Survivorism

I decided to start this blog today.

I need an outlet to share myself and gather my thoughts and put things in perspective. Therapy is also extremely expensive and while I am sure I will one day need to reach out and pay someone to listen to me understand my life, this seems a little easier. I am listening to Sheryl Sandburg's "Option B" and it was poignant for me that at one point she said that it is important to write in a journal to help go through any difficult process. I thankfully type faster than I write and by end of day my penmanship looks unrecognizable. So starts my journal.

I am tired of sharing some things with my friends as they have their own lives. I can't share everything with work colleagues or patients - it isn't deemed professional and I hear that you aren't supposed to @#$% where you eat...or in this case...work....and I hardly think that my 2 year old and my almost 5 year old daughter would be interested - let alone what kind of therapy they would need for years to come after. And my thankfully supportive husband doesn't want to hear a broken record day in and day out. So that leaves me here.

Records:
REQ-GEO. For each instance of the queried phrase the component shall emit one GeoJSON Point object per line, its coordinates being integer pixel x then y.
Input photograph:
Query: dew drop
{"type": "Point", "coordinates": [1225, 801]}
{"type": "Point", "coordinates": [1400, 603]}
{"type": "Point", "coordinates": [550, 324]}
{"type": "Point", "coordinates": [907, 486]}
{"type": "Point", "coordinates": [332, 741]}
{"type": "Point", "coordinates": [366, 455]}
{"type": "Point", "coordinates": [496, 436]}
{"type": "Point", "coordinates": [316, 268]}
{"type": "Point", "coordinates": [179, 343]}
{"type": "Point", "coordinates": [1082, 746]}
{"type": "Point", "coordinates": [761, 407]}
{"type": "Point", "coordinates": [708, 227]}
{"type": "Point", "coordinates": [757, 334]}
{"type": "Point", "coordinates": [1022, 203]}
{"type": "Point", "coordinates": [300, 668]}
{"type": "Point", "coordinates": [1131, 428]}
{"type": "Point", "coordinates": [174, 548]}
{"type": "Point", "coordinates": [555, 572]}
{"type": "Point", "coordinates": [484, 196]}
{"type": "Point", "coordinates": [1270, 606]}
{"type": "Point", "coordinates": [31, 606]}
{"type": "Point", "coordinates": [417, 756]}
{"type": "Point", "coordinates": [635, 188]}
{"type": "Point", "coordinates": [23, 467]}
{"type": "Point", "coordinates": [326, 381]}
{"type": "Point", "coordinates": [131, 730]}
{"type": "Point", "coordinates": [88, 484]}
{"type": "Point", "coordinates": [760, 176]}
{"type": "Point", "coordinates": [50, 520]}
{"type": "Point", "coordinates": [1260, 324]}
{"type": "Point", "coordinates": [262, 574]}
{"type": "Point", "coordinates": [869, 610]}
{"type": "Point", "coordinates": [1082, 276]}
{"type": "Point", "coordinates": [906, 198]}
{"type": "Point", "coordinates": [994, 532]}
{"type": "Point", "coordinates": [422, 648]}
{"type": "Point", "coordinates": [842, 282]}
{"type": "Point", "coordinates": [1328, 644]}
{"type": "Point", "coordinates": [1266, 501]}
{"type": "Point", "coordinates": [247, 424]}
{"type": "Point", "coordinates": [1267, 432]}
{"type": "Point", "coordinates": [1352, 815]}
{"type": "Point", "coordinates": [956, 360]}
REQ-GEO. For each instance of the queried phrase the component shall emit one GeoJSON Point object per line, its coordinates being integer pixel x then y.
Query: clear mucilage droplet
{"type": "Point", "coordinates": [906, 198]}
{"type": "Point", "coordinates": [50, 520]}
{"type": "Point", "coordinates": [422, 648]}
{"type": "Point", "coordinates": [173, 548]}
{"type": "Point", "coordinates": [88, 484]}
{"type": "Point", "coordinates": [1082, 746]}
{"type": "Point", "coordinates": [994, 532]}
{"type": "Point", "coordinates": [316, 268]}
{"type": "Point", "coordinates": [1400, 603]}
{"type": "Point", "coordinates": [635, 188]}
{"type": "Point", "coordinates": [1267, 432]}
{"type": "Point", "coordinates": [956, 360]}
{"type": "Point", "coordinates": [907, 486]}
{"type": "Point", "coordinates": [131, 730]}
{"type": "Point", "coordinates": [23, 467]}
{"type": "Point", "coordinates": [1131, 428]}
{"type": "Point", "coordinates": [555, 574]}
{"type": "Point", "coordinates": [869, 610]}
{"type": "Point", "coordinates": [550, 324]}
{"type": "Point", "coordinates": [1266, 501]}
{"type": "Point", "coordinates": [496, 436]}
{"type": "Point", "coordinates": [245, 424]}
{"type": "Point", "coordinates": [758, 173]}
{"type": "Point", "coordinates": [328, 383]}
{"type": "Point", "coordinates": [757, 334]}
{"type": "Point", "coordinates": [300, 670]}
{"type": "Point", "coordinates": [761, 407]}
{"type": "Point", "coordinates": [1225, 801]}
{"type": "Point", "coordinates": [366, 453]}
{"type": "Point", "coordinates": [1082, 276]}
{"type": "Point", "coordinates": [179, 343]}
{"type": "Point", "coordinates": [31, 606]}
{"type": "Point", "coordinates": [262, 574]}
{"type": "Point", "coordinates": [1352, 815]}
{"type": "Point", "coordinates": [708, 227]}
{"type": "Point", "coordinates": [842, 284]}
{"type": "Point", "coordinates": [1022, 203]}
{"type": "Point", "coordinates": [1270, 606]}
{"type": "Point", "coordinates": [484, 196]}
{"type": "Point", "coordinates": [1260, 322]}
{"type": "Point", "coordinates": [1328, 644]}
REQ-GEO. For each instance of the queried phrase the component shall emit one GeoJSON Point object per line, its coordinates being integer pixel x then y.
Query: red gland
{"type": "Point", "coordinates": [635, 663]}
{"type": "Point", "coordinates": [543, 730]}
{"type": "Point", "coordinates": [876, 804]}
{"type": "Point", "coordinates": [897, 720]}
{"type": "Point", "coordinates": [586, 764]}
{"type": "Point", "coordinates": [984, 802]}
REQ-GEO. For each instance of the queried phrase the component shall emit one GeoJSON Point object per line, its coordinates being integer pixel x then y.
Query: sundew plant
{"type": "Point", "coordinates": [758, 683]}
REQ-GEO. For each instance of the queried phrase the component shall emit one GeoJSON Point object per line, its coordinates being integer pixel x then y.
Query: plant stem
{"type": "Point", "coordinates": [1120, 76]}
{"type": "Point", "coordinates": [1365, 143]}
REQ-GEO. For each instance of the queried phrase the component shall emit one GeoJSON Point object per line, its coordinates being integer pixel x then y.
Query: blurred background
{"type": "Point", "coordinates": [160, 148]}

Exercise details:
Carry on the blog entry about starting a journal, picking up after its final sentence.

Written response:
I am burying my father's ashes tomorrow. He passed away earlier last year and it has been hell for me since. He is survived by me and my mother and my brother, neither who wanted his ashes. Personally I think that there is something pretty wrong and shitty about that but I hear that people grieve differently. I have kept him in a box in my garage since receiving his remains, a box of cold meaningless ash that is nothing of the man that I remember in my head and in my heart.

He was a complicated and accomplished man - and like everyone in life...you win some, you lose some. I hope that when he is looking down on me from heaven or wherever he might be in the spiritual world that he feels that his daughter was one of his wins.

Since the loss of my father I have contemplated many things... I have learned a lot and realize that ignorance truly is bliss when it comes to death, taxes, and that the hype of growing up was over-rated. My daughters have it pretty good I have to say. Over the past year of my dad passing I had a few amazing yet fleeting highs but I have had many many emotional lows and I sadly see more in my foreseeable future. I am so grateful to have my own daughters and my supportive husband. And through the shit and the emotional baggage I realize that I practice daily...not yoga...not meditation...but my current motto of "survivorism." At this moment in my life it's the only way I know how to live....survive.